» EXCERPT TO READ:
Design Research Trends -2006

What do you think the emerging desing research trends are for the new year?

I have observed design organizations foucsing on resesarch/usability as a differentiatior, and particularly as a way to compete against offshore design companies.

Thanks for the nudge. I have been thinking about this too.

For the larger product development consultancies, this has been the trend for the past five years. Now, the ability to “differentiate” by doing this sort of work is limited - i.e. nearly every firm now claims to “understand users” or “do consumer research” or “design strategy.” Most all of them do it the same way, that is, by looking at consumers/end-users first and then building a design spec from their findings. This process - if done by creative and intelligent people on both sides of the table - can generally yield something interesting and perhaps even profitable.

What seems to be lacking in this approach however, is the link between this “bottom-up” (read:middle-management) product/service development process with the more “top-down”(read:executive level) processes of brand and corporate strategy. Both are critical, but my opinion is that very few clients or consultancies can honestly claim to do both well.

We are seeing more “design strategy” firms add more disciplines like finance and brand strategy to their offerings. This is because, programs still often fail if they only produce “research + design.”

Not sure the validity here, but an interesting number of states-based ID consultancies are dropping the word quantitative with regard to their research. Seems to be happening more frequently. Methods such as online surveys rear up with regard to this, since its easier to get numbers up. They’ve said their clients are looking for it. I guess its a question of what you hope to find, but there so much benefit in design research that isn’t meant to be analyzed quantitatively. Though, rigorously with a clear chain of reason and support, of course. Personally, I’ve had nice success with both ethnographic research for more exploratory matters and integrated definition for projects with a more narrow scope.

I agree that user research as a discipline alone does not provide business differentiation, however the way it is applied can do so.

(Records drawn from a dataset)

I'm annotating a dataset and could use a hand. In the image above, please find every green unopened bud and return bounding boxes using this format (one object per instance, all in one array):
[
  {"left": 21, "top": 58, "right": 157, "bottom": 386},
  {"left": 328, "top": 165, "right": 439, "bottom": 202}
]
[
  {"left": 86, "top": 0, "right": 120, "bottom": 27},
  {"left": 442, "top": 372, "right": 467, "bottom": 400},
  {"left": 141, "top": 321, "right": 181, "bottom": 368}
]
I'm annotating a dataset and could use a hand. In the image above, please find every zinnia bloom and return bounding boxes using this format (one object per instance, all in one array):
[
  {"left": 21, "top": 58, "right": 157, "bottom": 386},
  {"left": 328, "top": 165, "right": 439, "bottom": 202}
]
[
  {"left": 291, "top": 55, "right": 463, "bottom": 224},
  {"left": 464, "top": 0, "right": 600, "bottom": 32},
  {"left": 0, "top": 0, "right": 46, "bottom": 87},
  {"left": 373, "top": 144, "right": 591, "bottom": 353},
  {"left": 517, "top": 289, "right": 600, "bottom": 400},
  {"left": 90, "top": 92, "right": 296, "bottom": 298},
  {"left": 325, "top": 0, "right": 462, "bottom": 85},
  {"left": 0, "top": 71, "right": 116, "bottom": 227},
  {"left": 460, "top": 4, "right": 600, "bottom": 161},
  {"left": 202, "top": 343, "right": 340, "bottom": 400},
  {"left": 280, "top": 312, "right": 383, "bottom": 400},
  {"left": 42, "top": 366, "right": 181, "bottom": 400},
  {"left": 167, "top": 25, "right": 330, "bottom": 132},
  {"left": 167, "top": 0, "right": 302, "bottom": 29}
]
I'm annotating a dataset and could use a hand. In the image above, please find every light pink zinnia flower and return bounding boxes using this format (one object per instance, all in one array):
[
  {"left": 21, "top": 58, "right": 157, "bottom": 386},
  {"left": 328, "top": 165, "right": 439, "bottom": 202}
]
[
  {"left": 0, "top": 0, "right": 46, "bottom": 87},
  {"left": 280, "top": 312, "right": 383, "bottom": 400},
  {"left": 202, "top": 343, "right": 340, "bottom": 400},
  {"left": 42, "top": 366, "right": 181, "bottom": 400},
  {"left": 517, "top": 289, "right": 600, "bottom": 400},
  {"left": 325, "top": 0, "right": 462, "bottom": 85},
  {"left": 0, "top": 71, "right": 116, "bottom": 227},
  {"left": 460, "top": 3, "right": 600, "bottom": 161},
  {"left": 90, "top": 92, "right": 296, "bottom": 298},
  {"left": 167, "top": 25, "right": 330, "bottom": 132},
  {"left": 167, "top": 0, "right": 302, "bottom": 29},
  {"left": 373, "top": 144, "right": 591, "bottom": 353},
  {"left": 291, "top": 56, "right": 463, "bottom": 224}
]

» EXERCISE GOAL: Extend the forum discussion on design research trends above with the next part, picking up after its final post.

» TASK OUTPUT:
This is where linking design research into the brand and product development stategy can reap rewards. In the same way that a company can have a brand identity in its visual design language, it can also have experiential brand identity. Customers’ perception of this can be investigated using affective design techniques and incorporated into future designs. This can reinforce brand loyalty and drive future sales - which after all is the bottom line for most commercial organisations.
This should not be seen as an underhand manipulation of consumers however. The objective is to design products that give users greater delight and joy. i.e. satisfying their brand hopes and expectations.

On the subject of quantitative vs qualitative, it is not really a question of what you hope to find, as taylorl mentions, but rather what the purpose of the research is, who the end users are, and what they hope to do with the findings. Different research questions require different approaches.
One area where a lot of techniques fall down is creating objective targets from subjective research. This is particularly important within the New Product Development process at the point when engineers are expected to interpret designers wishes and come up with a product specification. It is an area where i believe we will see considerable work being conducted in the coming years,as shown by the growing interest in techniques such as Kansei Engineerng and other related statistical treatments of user opinions.

The trouble with this sort of work is that it is time intensive, and so tends only to be used by those companies with large in-house design departments (who also see the benefit of R&D)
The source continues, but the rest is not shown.